[Begin]

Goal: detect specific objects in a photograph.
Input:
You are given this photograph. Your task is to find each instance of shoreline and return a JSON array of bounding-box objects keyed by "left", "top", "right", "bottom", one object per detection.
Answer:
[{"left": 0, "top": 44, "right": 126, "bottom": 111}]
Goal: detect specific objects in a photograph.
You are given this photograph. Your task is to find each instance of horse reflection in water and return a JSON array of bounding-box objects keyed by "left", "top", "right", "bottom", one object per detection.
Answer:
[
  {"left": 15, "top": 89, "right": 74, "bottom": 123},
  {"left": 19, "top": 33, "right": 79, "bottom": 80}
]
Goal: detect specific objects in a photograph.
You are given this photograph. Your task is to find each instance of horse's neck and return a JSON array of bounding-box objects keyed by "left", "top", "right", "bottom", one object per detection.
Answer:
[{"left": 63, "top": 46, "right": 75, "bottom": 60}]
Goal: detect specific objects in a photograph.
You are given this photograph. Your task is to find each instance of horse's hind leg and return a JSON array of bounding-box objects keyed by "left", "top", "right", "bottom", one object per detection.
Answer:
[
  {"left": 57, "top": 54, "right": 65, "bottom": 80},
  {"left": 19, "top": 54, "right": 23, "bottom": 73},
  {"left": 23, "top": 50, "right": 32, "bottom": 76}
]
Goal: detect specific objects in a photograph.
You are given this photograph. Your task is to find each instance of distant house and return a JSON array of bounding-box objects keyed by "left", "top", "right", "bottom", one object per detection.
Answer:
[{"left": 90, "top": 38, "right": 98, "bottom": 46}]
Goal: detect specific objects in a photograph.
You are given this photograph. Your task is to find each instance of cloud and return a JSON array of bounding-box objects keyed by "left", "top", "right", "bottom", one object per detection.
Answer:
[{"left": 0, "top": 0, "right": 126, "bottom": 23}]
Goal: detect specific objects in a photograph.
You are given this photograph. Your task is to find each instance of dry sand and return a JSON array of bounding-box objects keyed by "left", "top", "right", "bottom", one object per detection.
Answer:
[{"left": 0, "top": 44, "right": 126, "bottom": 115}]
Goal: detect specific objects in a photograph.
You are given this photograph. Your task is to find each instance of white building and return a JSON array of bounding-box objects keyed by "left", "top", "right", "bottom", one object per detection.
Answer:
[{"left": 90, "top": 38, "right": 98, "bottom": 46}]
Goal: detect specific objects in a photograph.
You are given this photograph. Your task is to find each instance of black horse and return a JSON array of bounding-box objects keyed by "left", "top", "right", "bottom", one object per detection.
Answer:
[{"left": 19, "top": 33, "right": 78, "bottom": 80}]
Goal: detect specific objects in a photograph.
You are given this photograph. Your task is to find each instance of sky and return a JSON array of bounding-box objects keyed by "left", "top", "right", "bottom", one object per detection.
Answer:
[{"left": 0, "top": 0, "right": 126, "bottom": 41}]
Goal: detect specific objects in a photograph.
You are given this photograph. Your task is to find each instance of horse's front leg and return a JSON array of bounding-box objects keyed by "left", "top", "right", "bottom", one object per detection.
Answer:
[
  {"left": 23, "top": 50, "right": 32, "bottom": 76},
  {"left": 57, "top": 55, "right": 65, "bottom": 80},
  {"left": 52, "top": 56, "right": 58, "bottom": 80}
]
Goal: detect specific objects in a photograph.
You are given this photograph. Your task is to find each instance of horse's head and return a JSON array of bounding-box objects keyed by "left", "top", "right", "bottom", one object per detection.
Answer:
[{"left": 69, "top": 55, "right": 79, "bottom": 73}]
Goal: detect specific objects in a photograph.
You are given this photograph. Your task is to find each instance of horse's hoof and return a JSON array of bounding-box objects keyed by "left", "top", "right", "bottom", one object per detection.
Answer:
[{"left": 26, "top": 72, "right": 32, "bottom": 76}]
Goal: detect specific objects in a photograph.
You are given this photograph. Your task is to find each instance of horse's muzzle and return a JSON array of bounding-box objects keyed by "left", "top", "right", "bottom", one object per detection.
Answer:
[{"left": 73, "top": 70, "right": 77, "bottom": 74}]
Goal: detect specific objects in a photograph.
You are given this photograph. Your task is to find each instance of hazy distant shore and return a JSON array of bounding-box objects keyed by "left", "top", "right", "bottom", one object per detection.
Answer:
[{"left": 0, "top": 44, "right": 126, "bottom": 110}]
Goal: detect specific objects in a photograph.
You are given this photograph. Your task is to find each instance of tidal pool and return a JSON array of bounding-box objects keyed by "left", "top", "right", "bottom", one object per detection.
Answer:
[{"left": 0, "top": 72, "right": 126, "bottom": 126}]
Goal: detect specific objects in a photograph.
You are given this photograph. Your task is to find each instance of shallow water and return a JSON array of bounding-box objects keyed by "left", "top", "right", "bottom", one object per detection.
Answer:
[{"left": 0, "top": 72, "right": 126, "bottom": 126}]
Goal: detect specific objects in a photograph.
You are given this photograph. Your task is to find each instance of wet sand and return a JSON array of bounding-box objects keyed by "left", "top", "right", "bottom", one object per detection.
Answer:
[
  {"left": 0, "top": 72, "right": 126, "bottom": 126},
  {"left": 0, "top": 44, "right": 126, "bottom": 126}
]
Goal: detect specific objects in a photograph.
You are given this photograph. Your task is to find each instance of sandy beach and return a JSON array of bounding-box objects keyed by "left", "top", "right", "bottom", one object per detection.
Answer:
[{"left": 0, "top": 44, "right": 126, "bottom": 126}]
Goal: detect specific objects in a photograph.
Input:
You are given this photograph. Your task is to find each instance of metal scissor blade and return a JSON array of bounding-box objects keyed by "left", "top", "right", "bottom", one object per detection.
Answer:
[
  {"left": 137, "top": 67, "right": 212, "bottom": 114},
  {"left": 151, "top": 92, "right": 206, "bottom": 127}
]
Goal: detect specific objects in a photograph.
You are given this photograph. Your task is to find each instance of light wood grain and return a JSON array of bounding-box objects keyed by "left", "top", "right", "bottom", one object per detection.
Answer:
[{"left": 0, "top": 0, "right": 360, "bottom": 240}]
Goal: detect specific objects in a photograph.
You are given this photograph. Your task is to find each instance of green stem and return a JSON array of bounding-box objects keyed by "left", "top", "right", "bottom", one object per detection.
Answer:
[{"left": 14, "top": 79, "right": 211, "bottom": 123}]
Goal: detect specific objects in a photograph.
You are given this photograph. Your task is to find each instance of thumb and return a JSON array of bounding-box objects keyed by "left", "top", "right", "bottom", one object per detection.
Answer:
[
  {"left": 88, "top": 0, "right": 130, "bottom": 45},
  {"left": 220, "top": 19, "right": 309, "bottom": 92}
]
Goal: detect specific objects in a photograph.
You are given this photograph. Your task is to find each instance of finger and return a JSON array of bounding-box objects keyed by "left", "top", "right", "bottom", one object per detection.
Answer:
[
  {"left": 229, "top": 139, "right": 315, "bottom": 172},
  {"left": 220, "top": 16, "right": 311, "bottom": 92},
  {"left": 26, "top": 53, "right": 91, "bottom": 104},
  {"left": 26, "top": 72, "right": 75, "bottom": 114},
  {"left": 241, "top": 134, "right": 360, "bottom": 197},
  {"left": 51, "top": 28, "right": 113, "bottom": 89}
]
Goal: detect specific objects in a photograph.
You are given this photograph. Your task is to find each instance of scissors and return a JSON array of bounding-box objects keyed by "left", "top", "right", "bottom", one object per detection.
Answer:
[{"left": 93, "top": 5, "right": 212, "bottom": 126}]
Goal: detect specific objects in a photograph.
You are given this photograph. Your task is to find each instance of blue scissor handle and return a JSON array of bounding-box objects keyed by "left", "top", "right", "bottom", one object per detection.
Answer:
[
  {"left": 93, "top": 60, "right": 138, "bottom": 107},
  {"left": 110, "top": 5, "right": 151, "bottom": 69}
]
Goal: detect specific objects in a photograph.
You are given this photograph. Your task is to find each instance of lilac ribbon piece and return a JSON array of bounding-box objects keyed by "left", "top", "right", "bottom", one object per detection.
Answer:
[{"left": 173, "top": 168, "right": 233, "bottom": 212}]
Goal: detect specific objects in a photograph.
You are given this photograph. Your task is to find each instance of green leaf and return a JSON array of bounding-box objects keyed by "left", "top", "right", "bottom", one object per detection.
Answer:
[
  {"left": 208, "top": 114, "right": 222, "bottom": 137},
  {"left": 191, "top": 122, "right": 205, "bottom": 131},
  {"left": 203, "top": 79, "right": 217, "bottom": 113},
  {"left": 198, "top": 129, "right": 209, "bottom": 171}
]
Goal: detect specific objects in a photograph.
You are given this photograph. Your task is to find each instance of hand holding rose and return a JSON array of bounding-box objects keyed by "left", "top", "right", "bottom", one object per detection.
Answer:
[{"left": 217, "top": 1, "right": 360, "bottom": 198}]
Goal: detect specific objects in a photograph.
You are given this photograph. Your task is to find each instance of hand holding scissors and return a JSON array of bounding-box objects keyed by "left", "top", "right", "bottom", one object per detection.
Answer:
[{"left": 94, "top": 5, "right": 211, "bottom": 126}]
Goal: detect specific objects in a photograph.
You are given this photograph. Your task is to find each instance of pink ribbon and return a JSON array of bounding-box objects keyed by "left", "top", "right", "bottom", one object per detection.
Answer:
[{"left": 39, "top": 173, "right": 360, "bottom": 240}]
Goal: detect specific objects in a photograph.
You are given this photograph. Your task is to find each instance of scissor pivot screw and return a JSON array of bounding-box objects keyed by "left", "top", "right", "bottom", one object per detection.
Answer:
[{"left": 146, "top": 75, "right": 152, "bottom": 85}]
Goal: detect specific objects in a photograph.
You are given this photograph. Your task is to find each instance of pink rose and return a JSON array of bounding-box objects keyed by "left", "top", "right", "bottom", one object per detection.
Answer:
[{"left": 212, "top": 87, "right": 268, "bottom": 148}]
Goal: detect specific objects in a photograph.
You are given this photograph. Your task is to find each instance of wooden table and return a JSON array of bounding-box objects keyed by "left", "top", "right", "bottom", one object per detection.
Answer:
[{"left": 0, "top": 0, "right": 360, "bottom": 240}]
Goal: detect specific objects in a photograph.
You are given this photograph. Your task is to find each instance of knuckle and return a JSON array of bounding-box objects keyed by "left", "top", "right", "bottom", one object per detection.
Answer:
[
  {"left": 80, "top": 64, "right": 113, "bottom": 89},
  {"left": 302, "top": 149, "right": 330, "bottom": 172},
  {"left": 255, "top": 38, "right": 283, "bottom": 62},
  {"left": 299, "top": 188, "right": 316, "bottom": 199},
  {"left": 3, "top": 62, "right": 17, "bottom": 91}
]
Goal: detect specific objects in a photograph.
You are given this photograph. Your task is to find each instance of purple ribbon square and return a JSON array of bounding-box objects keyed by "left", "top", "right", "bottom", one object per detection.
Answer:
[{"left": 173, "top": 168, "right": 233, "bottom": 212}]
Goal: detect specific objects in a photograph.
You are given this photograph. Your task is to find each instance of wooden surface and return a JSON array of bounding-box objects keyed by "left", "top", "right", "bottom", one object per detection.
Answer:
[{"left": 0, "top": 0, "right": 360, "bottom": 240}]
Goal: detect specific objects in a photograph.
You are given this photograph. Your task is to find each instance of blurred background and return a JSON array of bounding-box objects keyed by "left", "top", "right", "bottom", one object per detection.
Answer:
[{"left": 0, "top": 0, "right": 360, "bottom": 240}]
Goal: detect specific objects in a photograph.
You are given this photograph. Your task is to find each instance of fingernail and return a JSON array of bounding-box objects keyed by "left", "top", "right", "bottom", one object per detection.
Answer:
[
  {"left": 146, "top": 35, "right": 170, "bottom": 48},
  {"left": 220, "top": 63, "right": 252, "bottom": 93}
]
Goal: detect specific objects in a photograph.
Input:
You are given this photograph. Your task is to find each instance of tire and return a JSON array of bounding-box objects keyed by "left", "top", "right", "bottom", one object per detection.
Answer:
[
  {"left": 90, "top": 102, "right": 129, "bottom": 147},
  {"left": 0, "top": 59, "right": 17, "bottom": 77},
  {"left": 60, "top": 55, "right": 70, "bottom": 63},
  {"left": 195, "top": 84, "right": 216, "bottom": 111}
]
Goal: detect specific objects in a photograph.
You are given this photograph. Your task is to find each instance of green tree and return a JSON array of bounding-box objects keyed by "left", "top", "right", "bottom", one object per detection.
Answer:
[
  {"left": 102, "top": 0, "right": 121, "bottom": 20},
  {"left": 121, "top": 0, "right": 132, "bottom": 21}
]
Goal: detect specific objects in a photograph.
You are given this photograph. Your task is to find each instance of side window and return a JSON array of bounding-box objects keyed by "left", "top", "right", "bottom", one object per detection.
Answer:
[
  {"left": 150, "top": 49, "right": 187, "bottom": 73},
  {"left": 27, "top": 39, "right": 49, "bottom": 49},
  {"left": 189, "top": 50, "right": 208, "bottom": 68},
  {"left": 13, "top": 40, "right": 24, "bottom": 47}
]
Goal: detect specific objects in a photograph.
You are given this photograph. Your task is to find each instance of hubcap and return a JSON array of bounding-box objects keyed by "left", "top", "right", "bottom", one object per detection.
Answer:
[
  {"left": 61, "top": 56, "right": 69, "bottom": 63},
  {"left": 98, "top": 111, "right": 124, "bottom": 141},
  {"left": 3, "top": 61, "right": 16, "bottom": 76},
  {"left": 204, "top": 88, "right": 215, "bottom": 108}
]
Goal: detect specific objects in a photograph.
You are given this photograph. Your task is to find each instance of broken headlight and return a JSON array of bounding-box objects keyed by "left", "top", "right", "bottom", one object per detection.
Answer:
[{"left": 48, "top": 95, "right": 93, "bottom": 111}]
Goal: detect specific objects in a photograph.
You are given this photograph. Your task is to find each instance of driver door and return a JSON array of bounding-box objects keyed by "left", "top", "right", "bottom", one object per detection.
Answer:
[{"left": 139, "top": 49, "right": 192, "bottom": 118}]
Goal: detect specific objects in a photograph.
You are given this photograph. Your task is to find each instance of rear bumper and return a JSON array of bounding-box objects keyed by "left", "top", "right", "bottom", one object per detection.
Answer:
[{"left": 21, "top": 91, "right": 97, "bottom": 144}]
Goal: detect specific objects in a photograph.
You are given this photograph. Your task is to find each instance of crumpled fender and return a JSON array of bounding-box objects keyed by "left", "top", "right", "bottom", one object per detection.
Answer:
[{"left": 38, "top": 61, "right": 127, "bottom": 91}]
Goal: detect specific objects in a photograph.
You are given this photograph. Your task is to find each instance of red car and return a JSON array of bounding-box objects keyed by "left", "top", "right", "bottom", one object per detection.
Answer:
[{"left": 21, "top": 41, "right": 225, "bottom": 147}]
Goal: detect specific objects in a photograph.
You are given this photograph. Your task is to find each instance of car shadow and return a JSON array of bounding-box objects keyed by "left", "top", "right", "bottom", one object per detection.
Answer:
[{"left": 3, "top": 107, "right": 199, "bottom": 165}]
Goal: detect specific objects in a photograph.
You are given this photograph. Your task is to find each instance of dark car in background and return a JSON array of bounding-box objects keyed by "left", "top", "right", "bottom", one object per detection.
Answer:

[End]

Stated exercise: Extract every line of the records above that contains the string "distant", matching case exactly.

Expected output:
You are given this photograph. Your task is to find each instance of distant house and return a JSON array of bounding-box objects keyed by "left", "top", "right", "bottom", one object per detection.
You are given this photograph. Your task is to find each instance of hazy distant shore and return a JSON array of bounding-box objects keyed by "left", "top", "right", "bottom", one object per detection.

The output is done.